TO BE DONE: Continue the pull request thread on fixing incremental cleanup in expire snapshots, starting right after its last sentence.

ARTICLE:
......

Skip to content

Core: Fix incorrect selection of incremental cleanup in expire snapshots#13614

Merged
amogh-jahagirdar merged 10 commits into
apache:mainfrom
amogh-jahagirdar:fix-expiration-cleanup
Jul 28, 2025
Merged

Core: Fix incorrect selection of incremental cleanup in expire snapshots#13614
amogh-jahagirdar merged 10 commits into
apache:mainfrom
amogh-jahagirdar:fix-expiration-cleanup

Conversation

@amogh-jahagirdar
Copy link
Copy Markdown
Contributor

@amogh-jahagirdar amogh-jahagirdar commented Jul 21, 2025

Fixes #13568

Currently in the core implementation of file cleanup as part of expires snapshots, it's possible that all non-main references are removed after a snapshot expiration; the decision to select incremental cleanup or the reachable cleanup is simply based on the table metadata after expiration having a single reference. However, this is not correct since full reachability is required if the table metadata before expiration had other refs.

Additionally, the incremental cleanup would currently just get the first ref from the metadata before expiration assuming there was only one, and this can just be some non-main branch or tag depending on the ordering in the refs() values, and then the ancestry calculation for incremental cleanup is incorrect.

The following changes are made in this PR:

  1. Incremental cleanup is performed only if table metadata before and after ("after" being the table metadata after the commit, it can include any intermediate changes after the expiration was committed) has only one ref (the main ref)
  2. Adding additional validation in Incremental cleanup and changing Iterables.getFirst in incremental cleanup to getOnlyElement so there's an explicit failure in case that violation somehow gets broken

@github-actions github-actions Bot added the core label Jul 21, 2025
@amogh-jahagirdar amogh-jahagirdar force-pushed the fix-expiration-cleanup branch from 58bcc2b to 850e04a Compare July 21, 2025 13:16
@@ -50,7 +50,7 @@ class IncrementalFileCleanup extends FileCleanupStrategy {
@Override
@SuppressWarnings({"checkstyle:CyclomaticComplexity", "MethodLength"})
public void cleanFiles(TableMetadata beforeExpiration, TableMetadata afterExpiration) {
Copy link
Copy Markdown
Contributor Author

@amogh-jahagirdar amogh-jahagirdar Jul 21, 2025

Choose a reason for hiding this comment

The reason will be displayed to describe this comment to others. Learn more.

I think there's a bigger question of moving away from incremental cleanup and just always doing the reachability analysis in the core cleanup. This is what's done in spark and other integrations (which is probably why this issue didn't surfaced for quite some time).

......

GIVEN INFORMATION:
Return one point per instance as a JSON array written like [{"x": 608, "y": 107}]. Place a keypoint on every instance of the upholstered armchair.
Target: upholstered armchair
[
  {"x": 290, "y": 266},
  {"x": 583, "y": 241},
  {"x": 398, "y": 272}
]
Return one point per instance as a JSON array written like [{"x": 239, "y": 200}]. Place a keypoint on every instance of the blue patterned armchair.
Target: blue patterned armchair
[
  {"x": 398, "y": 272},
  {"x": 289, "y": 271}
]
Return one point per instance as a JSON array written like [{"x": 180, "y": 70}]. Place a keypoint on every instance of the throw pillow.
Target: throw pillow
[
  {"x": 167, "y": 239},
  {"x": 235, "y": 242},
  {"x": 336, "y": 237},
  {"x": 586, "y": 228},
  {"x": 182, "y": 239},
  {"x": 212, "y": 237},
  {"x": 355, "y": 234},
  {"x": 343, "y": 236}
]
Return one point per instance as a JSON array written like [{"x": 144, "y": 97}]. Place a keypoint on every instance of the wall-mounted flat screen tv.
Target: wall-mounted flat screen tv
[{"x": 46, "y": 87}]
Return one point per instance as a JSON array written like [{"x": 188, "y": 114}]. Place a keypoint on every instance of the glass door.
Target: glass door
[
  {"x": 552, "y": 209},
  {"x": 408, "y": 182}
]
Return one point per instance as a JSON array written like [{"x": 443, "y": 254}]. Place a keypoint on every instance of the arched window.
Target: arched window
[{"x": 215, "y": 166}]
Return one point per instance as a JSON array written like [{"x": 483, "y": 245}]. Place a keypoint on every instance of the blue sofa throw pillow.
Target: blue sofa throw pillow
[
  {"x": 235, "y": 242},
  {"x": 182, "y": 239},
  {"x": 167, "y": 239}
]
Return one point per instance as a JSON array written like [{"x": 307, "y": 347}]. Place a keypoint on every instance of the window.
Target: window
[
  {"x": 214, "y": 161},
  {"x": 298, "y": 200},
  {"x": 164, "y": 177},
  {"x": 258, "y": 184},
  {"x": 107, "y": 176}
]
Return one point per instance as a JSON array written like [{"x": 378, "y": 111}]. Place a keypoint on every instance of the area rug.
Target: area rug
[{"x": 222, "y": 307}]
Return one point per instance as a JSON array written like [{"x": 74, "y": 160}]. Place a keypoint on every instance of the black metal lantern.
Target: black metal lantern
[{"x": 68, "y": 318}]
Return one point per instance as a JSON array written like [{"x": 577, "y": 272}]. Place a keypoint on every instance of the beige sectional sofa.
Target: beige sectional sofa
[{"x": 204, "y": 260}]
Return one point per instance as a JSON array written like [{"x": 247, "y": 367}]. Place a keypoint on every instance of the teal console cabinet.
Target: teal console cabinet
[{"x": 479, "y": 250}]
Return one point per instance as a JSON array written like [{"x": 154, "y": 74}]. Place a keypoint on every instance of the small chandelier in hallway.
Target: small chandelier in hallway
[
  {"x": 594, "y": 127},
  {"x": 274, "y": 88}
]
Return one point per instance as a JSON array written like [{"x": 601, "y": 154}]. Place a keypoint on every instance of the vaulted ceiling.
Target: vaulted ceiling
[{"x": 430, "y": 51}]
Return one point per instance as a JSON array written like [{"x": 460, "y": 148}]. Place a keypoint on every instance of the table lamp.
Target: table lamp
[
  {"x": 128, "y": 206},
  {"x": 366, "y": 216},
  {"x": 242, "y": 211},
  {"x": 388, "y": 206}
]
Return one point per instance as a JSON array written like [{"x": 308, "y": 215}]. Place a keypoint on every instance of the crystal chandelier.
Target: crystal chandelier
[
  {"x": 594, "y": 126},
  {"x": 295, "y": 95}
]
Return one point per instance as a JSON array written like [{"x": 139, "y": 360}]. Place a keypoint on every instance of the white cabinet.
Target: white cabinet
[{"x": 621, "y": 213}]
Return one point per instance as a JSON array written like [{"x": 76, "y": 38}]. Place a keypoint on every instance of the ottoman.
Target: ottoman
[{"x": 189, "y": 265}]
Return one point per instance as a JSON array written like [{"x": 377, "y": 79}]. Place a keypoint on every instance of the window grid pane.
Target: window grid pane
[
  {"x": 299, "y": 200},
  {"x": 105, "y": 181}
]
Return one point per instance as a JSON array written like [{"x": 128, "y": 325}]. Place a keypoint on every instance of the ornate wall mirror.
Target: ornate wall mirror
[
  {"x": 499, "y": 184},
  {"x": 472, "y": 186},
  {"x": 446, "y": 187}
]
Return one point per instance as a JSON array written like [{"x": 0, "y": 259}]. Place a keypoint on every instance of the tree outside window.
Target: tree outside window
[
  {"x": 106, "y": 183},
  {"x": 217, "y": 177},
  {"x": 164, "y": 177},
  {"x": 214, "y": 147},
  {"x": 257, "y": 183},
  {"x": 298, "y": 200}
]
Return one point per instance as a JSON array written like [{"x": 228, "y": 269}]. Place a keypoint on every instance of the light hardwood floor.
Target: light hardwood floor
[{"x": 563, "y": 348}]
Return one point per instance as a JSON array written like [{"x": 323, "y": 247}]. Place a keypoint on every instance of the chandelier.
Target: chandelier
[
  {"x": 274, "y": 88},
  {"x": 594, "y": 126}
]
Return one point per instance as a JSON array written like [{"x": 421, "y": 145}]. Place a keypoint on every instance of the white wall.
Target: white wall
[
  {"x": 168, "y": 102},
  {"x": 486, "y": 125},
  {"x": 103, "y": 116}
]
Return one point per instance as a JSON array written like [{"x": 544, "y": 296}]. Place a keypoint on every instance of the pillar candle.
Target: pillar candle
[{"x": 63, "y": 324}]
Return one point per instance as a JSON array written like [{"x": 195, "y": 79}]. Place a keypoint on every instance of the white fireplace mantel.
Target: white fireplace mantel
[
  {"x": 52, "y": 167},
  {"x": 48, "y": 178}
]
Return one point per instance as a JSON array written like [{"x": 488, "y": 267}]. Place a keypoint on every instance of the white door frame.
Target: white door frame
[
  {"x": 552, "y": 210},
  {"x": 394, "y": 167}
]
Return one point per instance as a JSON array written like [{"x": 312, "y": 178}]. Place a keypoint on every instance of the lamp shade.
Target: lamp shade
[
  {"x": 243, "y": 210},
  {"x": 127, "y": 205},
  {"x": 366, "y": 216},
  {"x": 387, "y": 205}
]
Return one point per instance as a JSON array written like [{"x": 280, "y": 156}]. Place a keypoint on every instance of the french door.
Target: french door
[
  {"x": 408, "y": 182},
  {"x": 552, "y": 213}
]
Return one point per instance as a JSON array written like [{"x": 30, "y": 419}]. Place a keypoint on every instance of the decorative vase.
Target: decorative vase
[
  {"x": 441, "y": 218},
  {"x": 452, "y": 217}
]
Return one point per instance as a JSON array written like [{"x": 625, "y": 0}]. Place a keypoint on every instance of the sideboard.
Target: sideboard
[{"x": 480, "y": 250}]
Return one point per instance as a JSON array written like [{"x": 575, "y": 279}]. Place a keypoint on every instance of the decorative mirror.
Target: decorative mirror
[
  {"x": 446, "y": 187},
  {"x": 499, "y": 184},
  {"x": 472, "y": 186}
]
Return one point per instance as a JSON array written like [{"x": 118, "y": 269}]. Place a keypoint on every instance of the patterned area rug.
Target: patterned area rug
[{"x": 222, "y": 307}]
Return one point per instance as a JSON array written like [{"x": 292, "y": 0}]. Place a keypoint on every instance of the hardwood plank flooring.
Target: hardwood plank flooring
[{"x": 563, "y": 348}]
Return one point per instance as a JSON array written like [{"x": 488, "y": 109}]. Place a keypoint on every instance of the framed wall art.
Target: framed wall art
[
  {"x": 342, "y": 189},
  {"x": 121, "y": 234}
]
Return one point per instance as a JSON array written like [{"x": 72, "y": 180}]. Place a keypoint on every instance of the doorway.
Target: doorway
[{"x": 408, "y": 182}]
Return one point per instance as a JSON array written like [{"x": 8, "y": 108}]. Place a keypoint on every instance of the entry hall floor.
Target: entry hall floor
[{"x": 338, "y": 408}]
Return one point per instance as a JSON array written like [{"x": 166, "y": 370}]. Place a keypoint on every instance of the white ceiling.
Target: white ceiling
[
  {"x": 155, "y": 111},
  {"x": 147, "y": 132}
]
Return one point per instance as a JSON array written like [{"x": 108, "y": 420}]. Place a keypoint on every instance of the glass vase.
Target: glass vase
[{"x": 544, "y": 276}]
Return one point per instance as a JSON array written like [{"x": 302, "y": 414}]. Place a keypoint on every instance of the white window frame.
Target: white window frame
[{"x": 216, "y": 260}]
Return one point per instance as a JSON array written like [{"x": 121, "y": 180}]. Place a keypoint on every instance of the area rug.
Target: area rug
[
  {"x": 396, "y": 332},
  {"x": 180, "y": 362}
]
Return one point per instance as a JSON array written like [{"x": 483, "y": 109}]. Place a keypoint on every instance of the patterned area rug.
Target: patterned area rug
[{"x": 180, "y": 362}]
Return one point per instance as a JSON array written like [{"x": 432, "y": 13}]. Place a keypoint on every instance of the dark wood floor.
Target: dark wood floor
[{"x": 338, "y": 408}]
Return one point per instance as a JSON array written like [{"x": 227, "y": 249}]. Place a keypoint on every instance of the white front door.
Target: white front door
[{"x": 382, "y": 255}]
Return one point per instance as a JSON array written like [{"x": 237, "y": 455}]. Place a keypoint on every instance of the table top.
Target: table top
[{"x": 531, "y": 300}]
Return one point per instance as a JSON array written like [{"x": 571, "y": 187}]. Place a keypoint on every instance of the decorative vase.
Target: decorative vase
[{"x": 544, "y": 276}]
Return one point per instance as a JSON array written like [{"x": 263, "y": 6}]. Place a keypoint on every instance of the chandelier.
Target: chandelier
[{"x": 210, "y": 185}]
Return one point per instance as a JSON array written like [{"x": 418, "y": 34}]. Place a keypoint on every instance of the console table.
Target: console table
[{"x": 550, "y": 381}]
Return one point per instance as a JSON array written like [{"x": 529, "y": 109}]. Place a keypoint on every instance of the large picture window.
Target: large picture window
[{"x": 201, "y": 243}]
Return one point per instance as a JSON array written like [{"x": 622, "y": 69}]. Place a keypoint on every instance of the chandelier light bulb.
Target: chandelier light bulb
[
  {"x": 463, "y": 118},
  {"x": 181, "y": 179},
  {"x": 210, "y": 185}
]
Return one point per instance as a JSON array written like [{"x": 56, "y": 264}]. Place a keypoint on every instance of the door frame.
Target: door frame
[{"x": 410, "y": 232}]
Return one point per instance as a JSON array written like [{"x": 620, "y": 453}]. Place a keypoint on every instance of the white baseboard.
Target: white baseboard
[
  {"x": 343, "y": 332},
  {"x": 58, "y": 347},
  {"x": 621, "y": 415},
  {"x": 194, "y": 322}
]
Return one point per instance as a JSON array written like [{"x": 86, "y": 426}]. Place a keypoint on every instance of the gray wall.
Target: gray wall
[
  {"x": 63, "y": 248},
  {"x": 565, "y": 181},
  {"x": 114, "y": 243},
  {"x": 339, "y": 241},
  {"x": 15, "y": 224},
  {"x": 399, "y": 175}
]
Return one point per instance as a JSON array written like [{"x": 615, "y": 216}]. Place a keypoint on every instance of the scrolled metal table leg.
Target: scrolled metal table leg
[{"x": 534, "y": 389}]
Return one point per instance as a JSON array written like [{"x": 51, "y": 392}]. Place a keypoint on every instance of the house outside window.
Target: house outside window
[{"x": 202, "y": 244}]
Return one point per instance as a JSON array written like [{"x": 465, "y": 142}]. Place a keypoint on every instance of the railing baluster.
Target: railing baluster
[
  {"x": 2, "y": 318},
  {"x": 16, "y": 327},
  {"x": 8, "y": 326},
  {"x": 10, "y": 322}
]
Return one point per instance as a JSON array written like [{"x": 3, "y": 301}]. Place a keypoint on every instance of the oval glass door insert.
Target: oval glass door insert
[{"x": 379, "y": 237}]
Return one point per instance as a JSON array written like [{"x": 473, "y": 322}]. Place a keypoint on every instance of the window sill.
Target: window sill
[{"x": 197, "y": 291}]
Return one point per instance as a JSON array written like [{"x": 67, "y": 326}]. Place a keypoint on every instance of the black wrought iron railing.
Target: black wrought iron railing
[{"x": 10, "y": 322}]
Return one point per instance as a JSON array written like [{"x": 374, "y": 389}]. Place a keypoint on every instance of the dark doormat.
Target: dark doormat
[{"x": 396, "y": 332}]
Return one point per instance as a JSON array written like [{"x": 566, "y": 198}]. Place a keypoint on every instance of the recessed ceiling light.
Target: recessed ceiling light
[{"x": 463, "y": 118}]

......

RESULT OF THIS EXERCISE:
If I recall correctly, the original intent for keeping incremental cleanup was that at the time branching/tagging was a pretty new introduction and I didn't want to regress folks expiration cleanup in the "average" case. However, even beyond branching/tagging there are other constructs on table metadata (like the ability to cherry pick) that can make incremental cleanup difficult to do safely, that maybe in 2.0 we should consider just removing it and always doing a reachability analysis? cc @rdblue @RussellSpitzer @stevenzwu @aokolnychyi

Copy link
Copy Markdown
Contributor

@stevenzwu stevenzwu left a comment

Choose a reason for hiding this comment

The reason will be displayed to describe this comment to others. Learn more.

I like this quick change to prevent corrupted state.

Nit on the commit msg. Technically, we didn't fix the incorrect selection. Maybe sth like this.

Core: Disable incremental cleanup in expire snapshots when there are multiple refs in the table

@SuppressWarnings({"checkstyle:CyclomaticComplexity", "MethodLength"})
public void cleanFiles(TableMetadata beforeExpiration, TableMetadata afterExpiration) {
if (afterExpiration.refs().size() > 1) {
if (beforeExpiration.refs().size() > 1 || afterExpiration.refs().size() > 1) {
Copy link
Copy Markdown
Contributor

Choose a reason for hiding this comment

The reason will be displayed to describe this comment to others. Learn more.

Could this leak files if there is a rollback or a staged (but not referenced) commit?

For instance, if you have snapshots like this:

A --- B --- C --- D (main)
       `--- X (unreferenced)

If snapshot X should be cleaned up, Iceberg should not use the incremental strategy. Also, if X is not removed but B and C are, then incremental also can't be used because C may have removed files from X.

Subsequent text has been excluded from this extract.